**Source excerpt:**

· · · · · · ·

[e2e] GRID Network Research
helbakou at nortelnetworks.com
Wed May 8 14:23:21 PDT 2002
What GRID stands for and what is its web site ?
From: Jon Crowcroft [mailto:Jon.Crowcroft at cl.cam.ac.uk]
Sent: Wednesday, May 08, 2002 9:11 AM
To: end2end-interest at postel.org
Subject: [e2e] GRID Network Research
the GGF (see usal web site) are interested in inpout on this:
(we will also generate a doc about the 10 things grid people wish
network people knew!)
comments to me!
Outline Draft for:
Top ten things network engineers wish grid programmers knew
Top ten things grid programmers wish network engineers knew
Jon Crowcroft et al...26/4/2002
This is a draft contribution for a document for the GHPNRG
amongst other places)
which is meant to list topics that the network community is
working on and is sometimes asked alarming questions about by
folks who make intensive (and quite well educated) use of
networks, such as Global GRID Forum people.
It is currently a list of topics and references. I might expand
the list, and it certainly needs lots of explanatory text. It
might be neat of this was from the GNT!.
1/ Congestion Control (contrariwise: see QoS)
is this always necessary? no, but beware of ISPs who
mandate it, and if you think you can use less than recent history rather
than recent measurements, look at the Congestion Manager and TCP
PCB state shearing work first!
This is not optional in a non QoS network (which is just
about any network) - adaption is mandatory
AIMD and Equation Based
AIMD is not the only solution to a fair, convergent
control rule for congestion avoidance and control. Other
solution are around - Rate based, using loss, or ECN feedback,
can work to be TCP fair, but not generate the characteristic Saw
Assumptions and errors
Most _connections_ do not behave like the Padhye
equation, but most bytes are shipped on a small number of
connections , and do - c.f. Mice and Elephants.
The jury is still out on whether there are non greedy TCP flows
(ones who do not have infinite sources of data at any moment)
RMT and Unicast
Reliable Multicast Transport protocols (PGM, ALC) use
a variety of techniques to mimic TCP mainly.
Mobile and Congestion Control
Mobile nodes experience temporary indications of
loss AND congestion
during a hand-off. People have proposed mechanisms for
indicating whether these are "true" or chimera.

· · · · · · ·

**Raw data:**

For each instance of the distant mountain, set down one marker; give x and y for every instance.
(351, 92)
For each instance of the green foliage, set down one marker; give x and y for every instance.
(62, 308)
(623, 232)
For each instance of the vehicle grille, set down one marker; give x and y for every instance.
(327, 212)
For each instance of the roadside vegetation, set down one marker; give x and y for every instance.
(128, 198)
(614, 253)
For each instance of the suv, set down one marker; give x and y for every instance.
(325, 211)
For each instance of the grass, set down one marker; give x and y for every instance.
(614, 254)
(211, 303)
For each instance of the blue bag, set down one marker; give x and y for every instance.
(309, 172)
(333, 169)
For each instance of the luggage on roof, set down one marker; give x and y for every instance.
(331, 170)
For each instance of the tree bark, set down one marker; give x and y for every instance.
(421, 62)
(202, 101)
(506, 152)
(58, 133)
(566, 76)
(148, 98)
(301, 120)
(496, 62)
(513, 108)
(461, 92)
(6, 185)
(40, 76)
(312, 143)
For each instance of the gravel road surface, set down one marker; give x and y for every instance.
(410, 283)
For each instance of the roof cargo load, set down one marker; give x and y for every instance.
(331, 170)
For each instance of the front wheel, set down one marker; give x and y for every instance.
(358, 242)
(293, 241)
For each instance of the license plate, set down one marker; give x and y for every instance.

· · · · · · ·

**Goal:** Repeat word for word everything in the GRID thread from "which is meant" down to "shearing work first!". The listing is separate material, distinct from the GRID thread.

**Written solution:**
which is meant to list topics that the network community is
working on and is sometimes asked alarming questions about by
folks who make intensive (and quite well educated) use of
networks, such as Global GRID Forum people.
It is currently a list of topics and references. I might expand
the list, and it certainly needs lots of explanatory text. It
might be neat of this was from the GNT!.
1/ Congestion Control (contrariwise: see QoS)
is this always necessary? no, but beware of ISPs who
mandate it, and if you think you can use less than recent history rather
than recent measurements, look at the Congestion Manager and TCP
PCB state shearing work first!